-- START OF DATA LISTING --
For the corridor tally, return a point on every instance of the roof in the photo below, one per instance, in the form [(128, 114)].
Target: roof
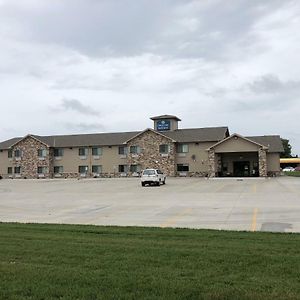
[(162, 117), (292, 160), (155, 132), (234, 135), (109, 139), (273, 142), (208, 134)]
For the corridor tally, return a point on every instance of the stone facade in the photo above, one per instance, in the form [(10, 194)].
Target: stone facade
[(29, 161), (149, 156)]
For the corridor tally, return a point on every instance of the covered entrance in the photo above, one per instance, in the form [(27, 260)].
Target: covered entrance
[(243, 164), (237, 156), (241, 168)]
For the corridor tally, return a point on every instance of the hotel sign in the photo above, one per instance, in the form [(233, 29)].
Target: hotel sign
[(163, 125)]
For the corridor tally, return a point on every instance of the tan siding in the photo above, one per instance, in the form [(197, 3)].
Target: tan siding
[(236, 145), (199, 150)]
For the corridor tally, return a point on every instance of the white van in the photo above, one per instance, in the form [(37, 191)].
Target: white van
[(153, 176)]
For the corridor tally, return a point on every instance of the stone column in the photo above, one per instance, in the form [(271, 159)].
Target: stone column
[(262, 162), (211, 163)]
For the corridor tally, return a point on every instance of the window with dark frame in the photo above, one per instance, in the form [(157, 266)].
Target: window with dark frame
[(83, 151), (182, 167), (58, 152), (83, 169), (164, 149), (96, 151), (182, 148), (97, 169), (58, 169), (135, 149), (17, 170), (122, 150)]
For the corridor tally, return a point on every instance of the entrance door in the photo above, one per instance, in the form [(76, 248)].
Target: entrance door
[(241, 168)]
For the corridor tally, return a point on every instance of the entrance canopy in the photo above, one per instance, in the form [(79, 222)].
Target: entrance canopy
[(238, 156)]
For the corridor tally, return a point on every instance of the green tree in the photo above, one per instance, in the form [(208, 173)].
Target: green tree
[(287, 149)]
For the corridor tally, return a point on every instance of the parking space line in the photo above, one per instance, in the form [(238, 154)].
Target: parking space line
[(254, 218), (172, 221)]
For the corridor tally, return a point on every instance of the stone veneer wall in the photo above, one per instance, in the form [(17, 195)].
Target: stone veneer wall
[(29, 161), (262, 162), (150, 157)]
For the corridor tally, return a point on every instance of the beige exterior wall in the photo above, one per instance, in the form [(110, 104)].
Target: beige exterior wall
[(236, 145), (5, 162), (196, 158), (109, 160), (273, 162)]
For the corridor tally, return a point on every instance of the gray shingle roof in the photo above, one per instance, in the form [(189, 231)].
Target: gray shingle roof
[(211, 134), (208, 134), (273, 142), (118, 138), (165, 117)]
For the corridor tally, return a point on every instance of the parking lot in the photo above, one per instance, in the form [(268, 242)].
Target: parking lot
[(237, 204)]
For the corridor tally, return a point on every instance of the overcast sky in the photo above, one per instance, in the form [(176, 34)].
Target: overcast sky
[(85, 66)]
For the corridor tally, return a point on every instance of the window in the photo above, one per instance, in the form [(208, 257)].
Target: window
[(58, 169), (83, 169), (58, 152), (164, 149), (182, 148), (182, 167), (135, 168), (42, 170), (135, 149), (122, 150), (97, 169), (123, 168), (83, 151), (42, 153), (17, 170), (96, 151), (17, 153)]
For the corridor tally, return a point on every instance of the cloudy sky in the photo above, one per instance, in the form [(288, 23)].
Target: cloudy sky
[(85, 66)]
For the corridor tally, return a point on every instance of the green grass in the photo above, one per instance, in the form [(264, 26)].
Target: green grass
[(90, 262), (294, 174)]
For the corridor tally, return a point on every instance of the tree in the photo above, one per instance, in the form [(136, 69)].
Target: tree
[(287, 148)]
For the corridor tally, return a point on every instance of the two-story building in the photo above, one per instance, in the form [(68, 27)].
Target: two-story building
[(208, 151)]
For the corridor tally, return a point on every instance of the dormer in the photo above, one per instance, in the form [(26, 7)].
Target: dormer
[(165, 123)]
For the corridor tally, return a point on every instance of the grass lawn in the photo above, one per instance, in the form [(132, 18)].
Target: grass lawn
[(294, 174), (94, 262)]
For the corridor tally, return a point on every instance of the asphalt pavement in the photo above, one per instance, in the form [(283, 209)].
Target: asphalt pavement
[(253, 204)]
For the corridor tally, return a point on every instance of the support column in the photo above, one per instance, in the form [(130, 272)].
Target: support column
[(211, 163), (262, 162)]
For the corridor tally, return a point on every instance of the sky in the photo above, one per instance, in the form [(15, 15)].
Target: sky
[(87, 66)]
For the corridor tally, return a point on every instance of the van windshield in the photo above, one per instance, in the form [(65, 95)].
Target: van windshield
[(149, 172)]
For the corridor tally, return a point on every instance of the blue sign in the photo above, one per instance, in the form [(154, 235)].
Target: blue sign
[(163, 125)]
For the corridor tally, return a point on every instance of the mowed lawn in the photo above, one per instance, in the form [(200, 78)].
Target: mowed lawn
[(94, 262)]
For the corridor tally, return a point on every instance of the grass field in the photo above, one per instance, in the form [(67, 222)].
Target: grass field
[(93, 262), (294, 174)]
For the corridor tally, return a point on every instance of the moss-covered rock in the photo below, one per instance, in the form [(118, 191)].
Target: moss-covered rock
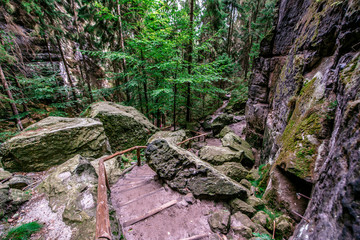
[(171, 137), (219, 221), (184, 172), (71, 187), (220, 155), (239, 205), (235, 142), (233, 170), (125, 126), (52, 141)]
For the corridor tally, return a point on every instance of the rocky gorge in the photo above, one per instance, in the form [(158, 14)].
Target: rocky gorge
[(289, 168)]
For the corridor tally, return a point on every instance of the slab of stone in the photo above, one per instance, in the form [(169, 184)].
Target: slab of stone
[(185, 172), (51, 142), (125, 126), (219, 155), (233, 170), (219, 221)]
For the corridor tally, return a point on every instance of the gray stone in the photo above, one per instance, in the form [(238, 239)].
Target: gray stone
[(225, 131), (219, 221), (171, 137), (184, 172), (19, 182), (219, 155), (19, 197), (261, 218), (52, 141), (240, 220), (255, 202), (4, 174), (239, 205), (235, 142), (220, 122), (125, 126), (74, 194), (246, 183), (233, 170)]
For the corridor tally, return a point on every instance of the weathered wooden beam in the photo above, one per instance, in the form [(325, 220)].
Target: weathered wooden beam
[(150, 213), (102, 210), (196, 237)]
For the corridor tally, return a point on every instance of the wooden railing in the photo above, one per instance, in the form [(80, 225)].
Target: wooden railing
[(103, 230)]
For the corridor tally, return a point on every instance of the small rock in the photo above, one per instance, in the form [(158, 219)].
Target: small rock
[(4, 174), (246, 183), (225, 131), (219, 221), (261, 218), (19, 182), (189, 198), (19, 197), (233, 170), (255, 202), (239, 205), (284, 226)]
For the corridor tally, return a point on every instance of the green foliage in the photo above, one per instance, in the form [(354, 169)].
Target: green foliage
[(23, 232), (262, 236), (261, 182)]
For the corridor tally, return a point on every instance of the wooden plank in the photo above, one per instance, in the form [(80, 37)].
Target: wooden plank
[(102, 211), (134, 187), (150, 213), (141, 197), (196, 237)]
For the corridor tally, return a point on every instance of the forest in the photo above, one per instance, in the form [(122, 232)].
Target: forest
[(172, 60)]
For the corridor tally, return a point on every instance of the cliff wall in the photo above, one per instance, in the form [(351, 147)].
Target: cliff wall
[(303, 113)]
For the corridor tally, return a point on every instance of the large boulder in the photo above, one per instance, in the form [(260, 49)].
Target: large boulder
[(125, 126), (220, 122), (52, 141), (219, 155), (233, 170), (171, 137), (71, 191), (184, 172), (235, 142)]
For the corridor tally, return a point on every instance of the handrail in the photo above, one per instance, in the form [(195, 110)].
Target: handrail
[(192, 138), (103, 230)]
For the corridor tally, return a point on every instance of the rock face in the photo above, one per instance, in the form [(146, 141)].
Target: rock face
[(125, 126), (52, 141), (304, 111), (183, 171), (71, 191), (219, 155), (171, 137)]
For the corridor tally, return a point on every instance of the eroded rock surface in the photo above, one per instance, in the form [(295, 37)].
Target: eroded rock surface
[(125, 126), (52, 141), (184, 172), (303, 111)]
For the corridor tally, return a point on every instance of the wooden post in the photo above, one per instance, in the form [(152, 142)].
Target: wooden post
[(102, 211), (138, 156)]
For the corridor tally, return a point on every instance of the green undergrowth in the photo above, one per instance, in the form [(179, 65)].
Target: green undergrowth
[(23, 232)]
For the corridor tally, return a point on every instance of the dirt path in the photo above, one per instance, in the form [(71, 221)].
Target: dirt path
[(139, 194)]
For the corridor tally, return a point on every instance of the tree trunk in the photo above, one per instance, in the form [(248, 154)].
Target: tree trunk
[(230, 29), (174, 109), (190, 49), (68, 73), (123, 50), (84, 76), (12, 104)]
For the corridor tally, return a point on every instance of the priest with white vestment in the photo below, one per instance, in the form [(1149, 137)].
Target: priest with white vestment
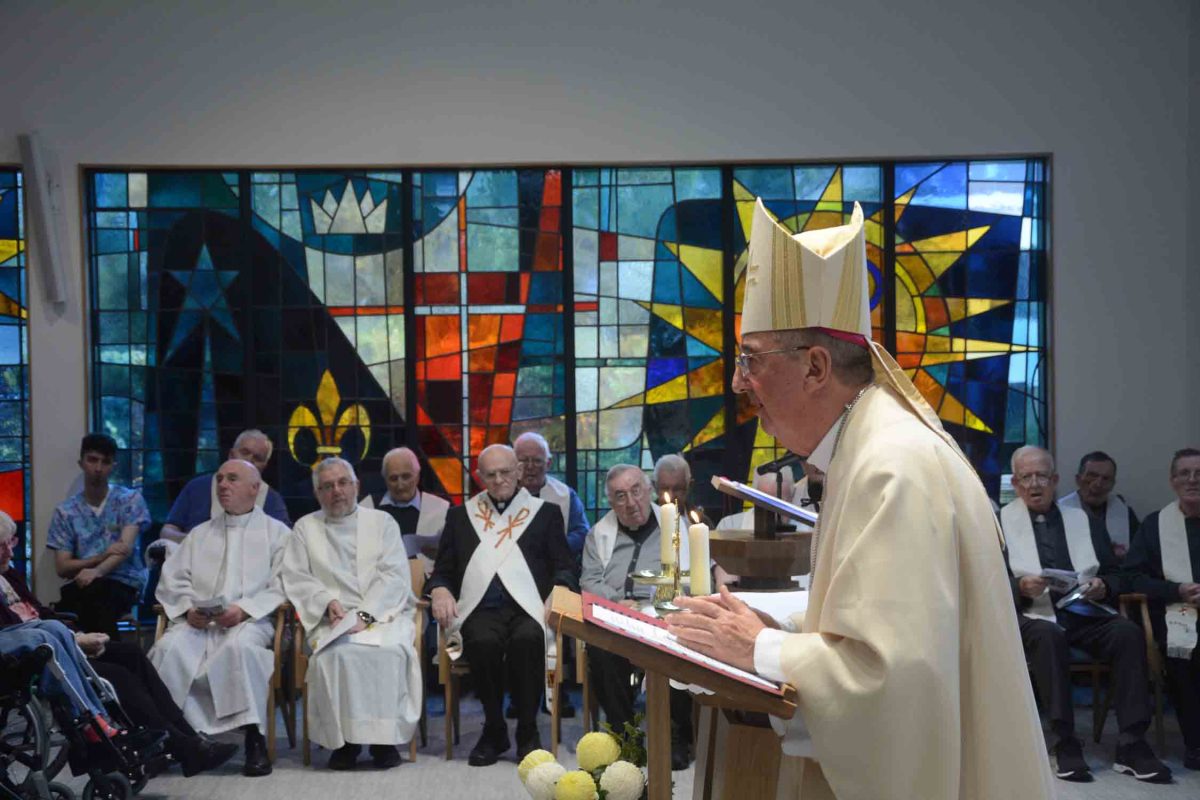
[(502, 553), (347, 573), (219, 589), (1043, 535), (907, 665), (1164, 565)]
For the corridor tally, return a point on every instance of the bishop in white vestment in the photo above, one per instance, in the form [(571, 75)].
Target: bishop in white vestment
[(219, 590), (347, 573), (907, 663)]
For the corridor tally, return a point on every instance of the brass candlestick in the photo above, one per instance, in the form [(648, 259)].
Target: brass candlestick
[(666, 605)]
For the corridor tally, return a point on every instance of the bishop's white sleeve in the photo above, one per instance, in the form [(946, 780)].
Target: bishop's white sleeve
[(768, 654)]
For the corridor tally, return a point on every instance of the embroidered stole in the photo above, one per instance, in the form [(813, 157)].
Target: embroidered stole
[(1023, 549)]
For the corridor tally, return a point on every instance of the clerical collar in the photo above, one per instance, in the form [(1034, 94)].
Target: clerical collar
[(414, 503), (822, 453), (330, 517), (642, 531)]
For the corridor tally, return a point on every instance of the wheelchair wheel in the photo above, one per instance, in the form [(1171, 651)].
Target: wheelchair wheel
[(59, 792), (108, 787), (25, 740)]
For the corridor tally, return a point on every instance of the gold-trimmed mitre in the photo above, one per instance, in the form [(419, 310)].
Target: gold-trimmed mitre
[(816, 278)]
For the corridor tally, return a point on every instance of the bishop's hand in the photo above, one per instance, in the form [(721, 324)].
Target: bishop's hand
[(444, 607), (724, 629)]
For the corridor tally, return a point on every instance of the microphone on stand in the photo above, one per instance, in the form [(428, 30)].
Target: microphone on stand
[(780, 463)]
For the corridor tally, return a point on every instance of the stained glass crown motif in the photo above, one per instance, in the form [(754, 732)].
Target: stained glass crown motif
[(816, 278)]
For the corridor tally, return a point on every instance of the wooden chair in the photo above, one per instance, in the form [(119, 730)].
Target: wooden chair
[(300, 659), (1137, 608), (451, 672), (282, 615)]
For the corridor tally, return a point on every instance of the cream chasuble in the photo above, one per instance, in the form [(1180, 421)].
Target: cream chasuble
[(1116, 516), (363, 687), (909, 665), (1023, 549), (1181, 618), (219, 677), (498, 555)]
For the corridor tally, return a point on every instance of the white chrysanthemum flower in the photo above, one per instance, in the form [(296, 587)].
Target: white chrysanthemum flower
[(623, 781), (541, 780)]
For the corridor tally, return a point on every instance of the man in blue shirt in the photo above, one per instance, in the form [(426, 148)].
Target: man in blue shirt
[(94, 535), (198, 500)]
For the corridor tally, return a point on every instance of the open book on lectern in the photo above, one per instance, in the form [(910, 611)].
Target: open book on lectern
[(652, 631), (757, 498)]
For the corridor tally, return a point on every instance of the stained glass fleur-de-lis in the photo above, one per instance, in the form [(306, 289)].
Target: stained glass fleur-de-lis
[(330, 423)]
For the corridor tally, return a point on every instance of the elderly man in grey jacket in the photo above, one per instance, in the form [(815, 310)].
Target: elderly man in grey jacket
[(624, 541)]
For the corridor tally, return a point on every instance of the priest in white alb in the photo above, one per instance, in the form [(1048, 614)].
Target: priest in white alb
[(219, 590), (502, 553), (907, 665), (347, 573)]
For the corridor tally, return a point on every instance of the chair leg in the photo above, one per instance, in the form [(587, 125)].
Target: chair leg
[(270, 725), (556, 723), (307, 745), (1159, 733), (450, 732)]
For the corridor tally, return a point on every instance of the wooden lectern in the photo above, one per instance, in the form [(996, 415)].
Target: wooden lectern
[(660, 667)]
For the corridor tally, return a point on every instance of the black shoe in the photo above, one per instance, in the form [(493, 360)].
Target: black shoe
[(489, 747), (384, 756), (198, 755), (345, 757), (1138, 759), (681, 756), (527, 744), (257, 763), (1069, 757), (565, 710)]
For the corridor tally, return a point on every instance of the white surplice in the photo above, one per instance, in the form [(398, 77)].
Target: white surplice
[(363, 687), (220, 677)]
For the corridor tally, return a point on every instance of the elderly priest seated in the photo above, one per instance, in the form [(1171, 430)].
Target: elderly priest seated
[(501, 555), (1042, 535), (219, 590), (347, 573), (1164, 565), (624, 541)]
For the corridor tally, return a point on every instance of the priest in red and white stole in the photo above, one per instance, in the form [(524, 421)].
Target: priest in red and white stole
[(347, 573), (1164, 565), (501, 555)]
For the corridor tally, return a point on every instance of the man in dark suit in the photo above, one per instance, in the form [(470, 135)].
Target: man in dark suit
[(501, 554)]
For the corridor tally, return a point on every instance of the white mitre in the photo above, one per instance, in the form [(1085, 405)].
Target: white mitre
[(819, 280)]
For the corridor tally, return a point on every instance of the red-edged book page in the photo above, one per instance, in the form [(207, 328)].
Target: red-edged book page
[(648, 630)]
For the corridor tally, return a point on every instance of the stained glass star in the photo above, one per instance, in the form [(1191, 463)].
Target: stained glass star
[(205, 287)]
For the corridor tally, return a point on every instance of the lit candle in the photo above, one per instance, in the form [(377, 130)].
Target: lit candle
[(697, 545), (667, 515)]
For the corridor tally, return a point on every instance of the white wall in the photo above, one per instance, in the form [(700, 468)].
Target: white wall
[(1102, 86)]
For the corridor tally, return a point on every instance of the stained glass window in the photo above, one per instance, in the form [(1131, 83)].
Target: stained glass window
[(804, 197), (970, 301), (15, 446), (489, 308), (649, 322), (352, 311)]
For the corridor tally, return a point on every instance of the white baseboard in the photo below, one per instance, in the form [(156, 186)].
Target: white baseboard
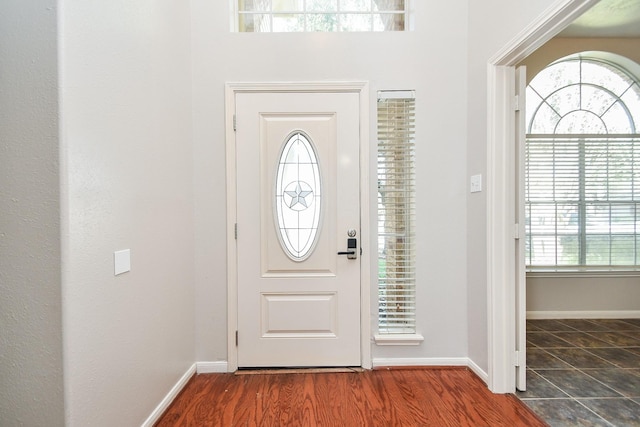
[(164, 404), (484, 376), (211, 367), (419, 361), (428, 361), (596, 314)]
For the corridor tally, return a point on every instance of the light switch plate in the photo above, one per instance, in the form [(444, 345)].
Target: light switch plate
[(122, 261), (476, 184)]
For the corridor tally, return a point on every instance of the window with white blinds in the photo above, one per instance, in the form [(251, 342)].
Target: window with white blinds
[(321, 15), (396, 213), (582, 167)]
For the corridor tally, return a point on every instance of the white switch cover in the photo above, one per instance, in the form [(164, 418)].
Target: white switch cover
[(122, 261), (476, 183)]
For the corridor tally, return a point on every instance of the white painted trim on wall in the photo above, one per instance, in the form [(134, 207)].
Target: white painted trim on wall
[(362, 88), (500, 203), (164, 404), (384, 362), (592, 314)]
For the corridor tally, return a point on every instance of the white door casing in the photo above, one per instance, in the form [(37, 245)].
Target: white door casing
[(501, 310), (290, 308)]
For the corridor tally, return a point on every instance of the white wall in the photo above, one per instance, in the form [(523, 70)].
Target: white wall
[(127, 182), (31, 377), (492, 25), (584, 296), (431, 60)]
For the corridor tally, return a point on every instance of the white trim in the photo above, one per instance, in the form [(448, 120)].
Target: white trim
[(398, 339), (362, 88), (478, 371), (432, 362), (164, 404), (212, 367), (380, 362), (500, 203), (591, 314)]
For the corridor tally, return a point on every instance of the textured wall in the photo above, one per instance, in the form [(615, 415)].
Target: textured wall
[(31, 380), (127, 168), (403, 60)]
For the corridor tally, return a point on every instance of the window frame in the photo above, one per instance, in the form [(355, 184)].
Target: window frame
[(396, 218), (583, 203), (407, 20)]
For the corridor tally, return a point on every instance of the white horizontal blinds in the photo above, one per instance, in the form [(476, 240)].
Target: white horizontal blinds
[(582, 166), (321, 15), (396, 212), (583, 199)]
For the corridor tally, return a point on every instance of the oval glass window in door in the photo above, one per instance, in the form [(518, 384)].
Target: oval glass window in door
[(298, 196)]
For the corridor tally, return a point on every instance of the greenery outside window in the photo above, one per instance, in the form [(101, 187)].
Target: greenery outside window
[(396, 213), (321, 15)]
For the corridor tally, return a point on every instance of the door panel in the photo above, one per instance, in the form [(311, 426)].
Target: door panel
[(297, 198)]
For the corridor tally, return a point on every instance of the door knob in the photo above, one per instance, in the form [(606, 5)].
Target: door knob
[(352, 249)]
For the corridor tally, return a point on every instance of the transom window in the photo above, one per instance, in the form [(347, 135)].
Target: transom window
[(321, 15), (582, 166)]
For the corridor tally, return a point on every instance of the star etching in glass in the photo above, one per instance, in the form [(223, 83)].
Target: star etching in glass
[(298, 195)]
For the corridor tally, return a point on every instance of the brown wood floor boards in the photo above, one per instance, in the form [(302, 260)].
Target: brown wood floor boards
[(384, 397)]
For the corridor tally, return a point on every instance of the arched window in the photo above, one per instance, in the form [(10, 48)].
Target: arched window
[(582, 166)]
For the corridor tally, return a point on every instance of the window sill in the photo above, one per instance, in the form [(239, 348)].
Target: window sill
[(398, 339), (632, 272)]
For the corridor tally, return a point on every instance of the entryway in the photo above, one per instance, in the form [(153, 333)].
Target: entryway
[(298, 230)]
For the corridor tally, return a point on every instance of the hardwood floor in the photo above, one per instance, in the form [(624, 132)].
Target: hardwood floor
[(382, 397)]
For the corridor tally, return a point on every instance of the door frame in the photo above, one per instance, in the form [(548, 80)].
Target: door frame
[(362, 89), (500, 214)]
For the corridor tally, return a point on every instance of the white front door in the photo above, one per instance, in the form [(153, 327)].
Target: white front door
[(298, 194)]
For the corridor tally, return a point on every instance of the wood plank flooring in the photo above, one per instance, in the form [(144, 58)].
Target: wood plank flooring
[(382, 397)]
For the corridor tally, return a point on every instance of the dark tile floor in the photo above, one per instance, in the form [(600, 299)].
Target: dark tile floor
[(584, 372)]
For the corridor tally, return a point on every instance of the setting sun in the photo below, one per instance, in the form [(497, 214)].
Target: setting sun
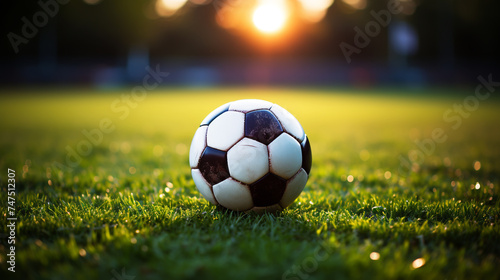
-- END OF DATA LISTING --
* [SET PROBLEM]: Copy out everything from the start of the records down to the line containing "[(153, 176)]", including that line, leaving the pictures out.

* [WRITTEN SOLUTION]:
For the corridor tally, return a point on every instance of the roof in the photo below, one per instance, in the form [(128, 114)].
Target: roof
[(162, 117), (292, 160), (155, 132), (234, 135), (109, 139), (273, 142), (208, 134)]
For the corridor tally, return a point on every instance of the stone facade in the photo above, one per instance, in the form [(10, 194)].
Target: stone facade
[(29, 161), (149, 156)]
For the corridor tally, return a point on every instance of the covered entrance in the photo above, one per instance, in the form [(27, 260)].
Target: covered entrance
[(243, 164), (237, 156), (241, 168)]
For the corridor tally, return a point on every instance of the hotel sign in the photo above, one per instance, in the form [(233, 29)].
Target: hotel sign
[(163, 125)]
For the corridor tally, return a point on every instance of the tan siding in the photo above, one per instance, in the form [(197, 3)].
Target: tan siding
[(236, 145), (199, 150)]
For the corridor tally, return a point on every instance of the white van in the photo above, one per instance, in the form [(37, 191)].
Target: white van
[(153, 176)]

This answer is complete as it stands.